> QUOTED TEXT

+ + + + + + +

Is This The Reel Life? Digital Surrogacy and Archival Authenticity

In his landmark essay “The Work of Art in the Age of Mechanical Reproduction” (1936), critical theorist Walter Benjamin condemns the degradation of authentic aesthetic experience by the modern developments of reproduction (i.e., film and photography).

While the philosophies of the Frankfurt School aren’t often consulted in the information profession, the concept of authenticity is. As an archivist, my role is to neither edit nor interpret history; it is to present history. If I’m a good archivist, my role is to present history consistent with the period and manner in which it was produced: for it to be presented fully (unabridged, warts and all) and with the intention of preserving its integrity.

While my modern sensibilities can be offended by the description attached to an item (that is, by the arcane cataloging produced by the period), it is only in this respect that I can provide a revisionist lens in the curation of these materials — in the context I provide to represent them descriptively — not in tampering with the presentation of the item itself.

+ + + + + + +

> DATA

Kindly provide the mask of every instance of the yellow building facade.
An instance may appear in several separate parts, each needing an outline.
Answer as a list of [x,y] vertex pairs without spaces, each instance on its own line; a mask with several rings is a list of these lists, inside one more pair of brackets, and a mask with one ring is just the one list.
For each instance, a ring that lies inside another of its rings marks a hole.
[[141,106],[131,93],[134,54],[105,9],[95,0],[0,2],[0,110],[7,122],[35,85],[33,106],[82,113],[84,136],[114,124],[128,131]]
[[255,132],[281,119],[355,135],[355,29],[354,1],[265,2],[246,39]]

+ + + + + + +

> REQUIREMENTS
a: Show every line of the entries that contains the string "each". The match is case-sensitive.
b: Carry on writing the essay on digital surrogacy and archival authenticity, starting after its final sentence.

> EXPECTED RESPONSES
a:
An instance may appear in several separate parts, each needing an outline.
Answer as a list of [x,y] vertex pairs without spaces, each instance on its own line; a mask with several rings is a list of these lists, inside one more pair of brackets, and a mask with one ring is just the one list.
For each instance, a ring that lies inside another of its rings marks a hole.

b:
Digitization, the process by which analog materials are reformatted to a digital medium (e.g., scanning a Polaroid) and preserved in bits and bytes, presents an aesthetic hurtle then in the pursuit of authentic presentation. Can the digital surrogate of an item really stand in that item’s place? Or is the digital surrogate just the bastardized form of its originator, strictly serving the purpose of keeping the content, while not the medium, of the originator intact? Or does the creation of the digital surrogate signify new life, defined in its own right, rather than by its relationship to its originator? I think Mary Shelley could have been relied upon to weigh in on this debate.

A possible answer to these questions may be located in the practices of NPR’s Research, Archives and Data Strategy (RAD) team, where I have been spending my summer as an Audio Reformatting Intern. Here I seek to capture audio from legacy media (in the form of open reel magnetic tape and CDs), beginning with NPR’s first broadcasts in 1971, to transfer into digital (WAVE) files for ingest into our archival database and made available for research by our journalists.

In audiovisual archives particularly, if legacy media is not captured and preserved digitally, it is inevitable we will lose the content for good. Magnetic tape, for example, is inherently at preservation risk as it irreversibly degrades over time. Digital “surrogacy” then does not always seem the most appropriate term; one day, the surrogate will take on a far more elevated role as the only version of the content left.

Ironically, when we face the inevitability of irreparably losing our content forever, the authenticity of the digital surrogate becomes the standard by which the preservation of the original, now lost, item’s authenticity is measured.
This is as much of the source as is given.